PROBLEM REQUIREMENTS: Key in the whole listing below again, keeping every word as it is.
· · ·
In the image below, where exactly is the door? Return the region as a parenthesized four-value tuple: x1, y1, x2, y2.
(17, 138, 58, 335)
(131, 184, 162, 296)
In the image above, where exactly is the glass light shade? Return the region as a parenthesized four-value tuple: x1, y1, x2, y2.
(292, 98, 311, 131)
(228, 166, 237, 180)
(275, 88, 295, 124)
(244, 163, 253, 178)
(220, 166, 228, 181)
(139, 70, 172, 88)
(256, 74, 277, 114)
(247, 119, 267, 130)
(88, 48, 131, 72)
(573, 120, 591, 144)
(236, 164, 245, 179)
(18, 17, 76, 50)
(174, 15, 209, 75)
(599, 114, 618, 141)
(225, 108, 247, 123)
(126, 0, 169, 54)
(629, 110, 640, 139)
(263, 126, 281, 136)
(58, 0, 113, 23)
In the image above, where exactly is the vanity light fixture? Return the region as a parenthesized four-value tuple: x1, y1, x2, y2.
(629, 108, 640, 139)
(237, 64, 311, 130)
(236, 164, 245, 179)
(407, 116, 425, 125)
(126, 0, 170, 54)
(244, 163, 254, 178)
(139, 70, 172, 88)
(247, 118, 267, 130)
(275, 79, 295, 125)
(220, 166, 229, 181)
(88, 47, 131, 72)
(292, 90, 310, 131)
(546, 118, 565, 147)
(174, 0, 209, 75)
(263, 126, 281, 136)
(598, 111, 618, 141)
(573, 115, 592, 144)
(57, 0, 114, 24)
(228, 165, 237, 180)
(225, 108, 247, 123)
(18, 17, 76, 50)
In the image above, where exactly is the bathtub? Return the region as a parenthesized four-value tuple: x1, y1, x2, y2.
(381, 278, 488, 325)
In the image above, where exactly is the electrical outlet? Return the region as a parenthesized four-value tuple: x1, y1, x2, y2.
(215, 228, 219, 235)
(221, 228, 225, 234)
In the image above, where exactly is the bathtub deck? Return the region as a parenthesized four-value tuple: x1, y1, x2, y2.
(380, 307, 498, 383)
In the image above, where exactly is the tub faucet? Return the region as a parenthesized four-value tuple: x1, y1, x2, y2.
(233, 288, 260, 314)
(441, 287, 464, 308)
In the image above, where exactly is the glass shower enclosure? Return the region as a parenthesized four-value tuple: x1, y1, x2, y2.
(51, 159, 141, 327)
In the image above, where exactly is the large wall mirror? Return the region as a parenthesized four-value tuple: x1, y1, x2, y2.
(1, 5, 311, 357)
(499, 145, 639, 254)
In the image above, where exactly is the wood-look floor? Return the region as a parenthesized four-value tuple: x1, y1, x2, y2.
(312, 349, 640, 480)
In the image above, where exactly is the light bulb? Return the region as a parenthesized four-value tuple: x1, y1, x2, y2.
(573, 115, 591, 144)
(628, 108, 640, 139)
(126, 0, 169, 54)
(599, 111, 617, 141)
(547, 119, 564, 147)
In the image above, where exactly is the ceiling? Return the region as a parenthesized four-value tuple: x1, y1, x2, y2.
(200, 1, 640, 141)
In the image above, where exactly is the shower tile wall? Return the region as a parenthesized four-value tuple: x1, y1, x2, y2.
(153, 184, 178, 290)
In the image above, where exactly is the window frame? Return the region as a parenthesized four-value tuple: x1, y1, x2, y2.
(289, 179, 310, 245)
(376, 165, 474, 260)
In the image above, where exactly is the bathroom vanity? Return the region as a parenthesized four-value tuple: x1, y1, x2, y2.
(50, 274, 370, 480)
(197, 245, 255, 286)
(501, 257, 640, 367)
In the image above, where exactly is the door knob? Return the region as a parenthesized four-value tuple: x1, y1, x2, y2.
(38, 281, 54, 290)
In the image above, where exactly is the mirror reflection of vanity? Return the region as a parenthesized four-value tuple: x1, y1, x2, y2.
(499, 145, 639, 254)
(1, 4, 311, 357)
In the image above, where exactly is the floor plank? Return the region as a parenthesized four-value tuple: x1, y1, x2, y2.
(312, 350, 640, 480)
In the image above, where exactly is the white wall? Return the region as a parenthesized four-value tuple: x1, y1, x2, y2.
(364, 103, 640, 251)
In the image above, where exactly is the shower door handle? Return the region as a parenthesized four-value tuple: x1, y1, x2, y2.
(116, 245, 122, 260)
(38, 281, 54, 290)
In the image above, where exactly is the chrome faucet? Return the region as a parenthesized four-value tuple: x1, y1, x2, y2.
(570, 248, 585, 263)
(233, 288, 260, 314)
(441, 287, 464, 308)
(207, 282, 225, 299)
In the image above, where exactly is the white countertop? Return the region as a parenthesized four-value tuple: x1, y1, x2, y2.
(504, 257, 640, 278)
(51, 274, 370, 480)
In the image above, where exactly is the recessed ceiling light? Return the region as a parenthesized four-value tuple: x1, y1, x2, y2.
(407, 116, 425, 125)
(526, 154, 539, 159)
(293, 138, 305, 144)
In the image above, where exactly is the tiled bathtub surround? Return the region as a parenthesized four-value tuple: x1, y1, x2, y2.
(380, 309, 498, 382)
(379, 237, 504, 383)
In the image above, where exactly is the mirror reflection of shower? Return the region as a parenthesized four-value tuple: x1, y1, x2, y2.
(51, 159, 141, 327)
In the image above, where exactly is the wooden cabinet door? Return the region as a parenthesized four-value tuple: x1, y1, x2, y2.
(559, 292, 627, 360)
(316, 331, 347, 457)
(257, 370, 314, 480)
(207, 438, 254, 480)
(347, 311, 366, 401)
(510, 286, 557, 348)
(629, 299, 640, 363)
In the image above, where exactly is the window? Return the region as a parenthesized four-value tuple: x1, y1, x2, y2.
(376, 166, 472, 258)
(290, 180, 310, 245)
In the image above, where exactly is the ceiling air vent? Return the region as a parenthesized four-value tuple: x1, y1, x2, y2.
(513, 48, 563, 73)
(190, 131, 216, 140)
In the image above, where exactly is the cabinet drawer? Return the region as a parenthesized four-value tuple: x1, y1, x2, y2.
· · ·
RESPONSE BOX:
In the image below, where exactly is the door? Return the region as a parenthesized four-value tuple: x1, y1, x2, y2.
(17, 138, 58, 335)
(131, 184, 162, 296)
In the image above, where exactly is the glass light shade? Return the region as a parenthesized four-value tuple: x1, y1, x2, y2.
(292, 98, 311, 131)
(228, 166, 237, 180)
(275, 88, 295, 124)
(244, 163, 253, 178)
(220, 166, 228, 181)
(139, 70, 172, 88)
(256, 74, 277, 114)
(247, 119, 267, 130)
(88, 48, 131, 72)
(573, 120, 591, 144)
(236, 164, 245, 179)
(18, 17, 76, 50)
(174, 15, 209, 75)
(599, 114, 618, 141)
(225, 108, 247, 123)
(126, 0, 169, 54)
(629, 110, 640, 139)
(263, 126, 281, 136)
(58, 0, 113, 23)
In the image above, where exactly is the vanity light fixture? Return the region as a parenthesized four-value tuple: x1, y1, x2, y2.
(629, 108, 640, 139)
(237, 64, 311, 130)
(236, 164, 245, 179)
(407, 116, 425, 125)
(126, 0, 170, 54)
(244, 163, 254, 178)
(139, 70, 172, 88)
(247, 118, 267, 130)
(275, 79, 295, 125)
(220, 166, 229, 181)
(88, 47, 131, 72)
(292, 90, 310, 131)
(546, 118, 565, 147)
(174, 0, 209, 75)
(263, 126, 281, 136)
(598, 111, 618, 141)
(573, 115, 592, 144)
(57, 0, 114, 24)
(228, 165, 237, 180)
(225, 108, 247, 123)
(18, 17, 76, 50)
In the image above, where exactly is the bathtub? Return the region as a parenthesized four-value tuple: x1, y1, x2, y2.
(381, 278, 488, 325)
In the image above, where exactly is the electrical outlet? Return the region as a parenthesized four-value tuple: x1, y1, x2, y2.
(215, 228, 219, 235)
(221, 228, 225, 234)
In the image above, where exactly is the bathtub deck? Return the region as a parenthesized four-value tuple: x1, y1, x2, y2.
(380, 307, 498, 383)
In the image above, where exactly is the tub faucet? Return the region as a parenthesized four-value tuple: x1, y1, x2, y2.
(233, 288, 260, 314)
(441, 287, 464, 308)
In the image above, where exactly is the glass shower enclosure? Return the region as a parenthesized four-value tuple: x1, y1, x2, y2.
(51, 159, 141, 327)
In the image above, where exactly is the large wall mirror? Return the region as a parenthesized four-value tuple: x1, y1, x2, y2.
(1, 5, 311, 357)
(499, 145, 639, 254)
In the image above, where exactly is the wood-look floor? Return the region as a parenthesized four-value tuple: x1, y1, x2, y2.
(312, 349, 640, 480)
In the image above, where exactly is the light bulb? Return the region as a parenthesized four-value tuple: x1, y1, x2, y2.
(573, 115, 591, 144)
(628, 108, 640, 139)
(126, 0, 169, 54)
(599, 111, 617, 141)
(547, 119, 564, 147)
In the image above, where exactly is the ceiling? Return the region as a parenthesized four-value tuple: x1, y1, x2, y2.
(200, 1, 640, 141)
In the image above, where exactly is the shower tile wall? Return the region as a parenthesized four-value tuple: x1, y1, x2, y2.
(153, 184, 178, 290)
In the image above, where exactly is the window frame? Return the region as a parenthesized four-value tuple: x1, y1, x2, y2.
(289, 179, 310, 245)
(376, 165, 474, 260)
In the image above, where exactly is the bathroom vanity? Return the region as a parenthesized four-value tuple: x1, y1, x2, y2.
(50, 274, 370, 480)
(197, 245, 255, 286)
(501, 257, 640, 367)
In the image above, where exactly is the door knob? Return the region as a parenthesized four-value tuple: x1, y1, x2, y2.
(38, 281, 54, 290)
In the image above, where exactly is the mirror reflection of vanity? Return the region as a parenthesized four-value tuple: x1, y1, x2, y2.
(499, 145, 639, 254)
(1, 4, 311, 357)
In the image above, where exactly is the floor plank? Return the region as a parenthesized four-value tuple: x1, y1, x2, y2.
(312, 350, 640, 480)
In the image above, where exactly is the white wall? Return the region as a parenthesized four-value tuple: x1, y1, x2, y2.
(364, 103, 640, 251)
In the image above, where exactly is the shower door handle? Return the region as a parenthesized four-value tuple: x1, y1, x2, y2.
(116, 245, 122, 260)
(38, 281, 54, 290)
In the image above, where exactly is the chrome faucet? Return the region as a parenthesized four-value tuple: x1, y1, x2, y2.
(570, 248, 585, 263)
(233, 288, 260, 314)
(441, 287, 464, 308)
(207, 282, 225, 299)
In the image above, where exactly is the white countertop? Return the region as a parenthesized four-value tuple: x1, y1, x2, y2.
(504, 257, 640, 278)
(51, 274, 370, 480)
In the image above, where exactly is the recessed ceiling light? Return the region as a parenthesized four-value tuple: x1, y1, x2, y2.
(407, 116, 425, 125)
(526, 154, 539, 159)
(293, 138, 305, 144)
In the image above, where exactly is the tiled bathtub surround? Return the region as a parenthesized four-value tuple: x1, y1, x2, y2.
(380, 309, 498, 382)
(379, 237, 504, 383)
In the image above, where exactly is the mirror reflection of shower? Return the region as a parenthesized four-value tuple: x1, y1, x2, y2.
(51, 159, 141, 327)
In the image above, where exactly is the wooden cabinet door? Return the region as a parenthesized four-value tuple: x1, y1, x2, y2.
(559, 292, 627, 360)
(316, 331, 347, 457)
(257, 370, 314, 480)
(207, 438, 254, 480)
(347, 311, 366, 401)
(510, 286, 557, 348)
(629, 299, 640, 363)
In the image above, where exactly is the window? Return the region as a parenthesized four-value tuple: x1, y1, x2, y2.
(376, 166, 472, 258)
(290, 180, 310, 245)
In the image above, where exactly is the ceiling air vent? Return the region as a parenthesized four-value tuple: x1, y1, x2, y2.
(513, 48, 563, 73)
(190, 131, 216, 140)
In the image above, where exactly is the cabinet drawer? Return the region as a parenthesized four-value tuple: x1, y1, x2, y2.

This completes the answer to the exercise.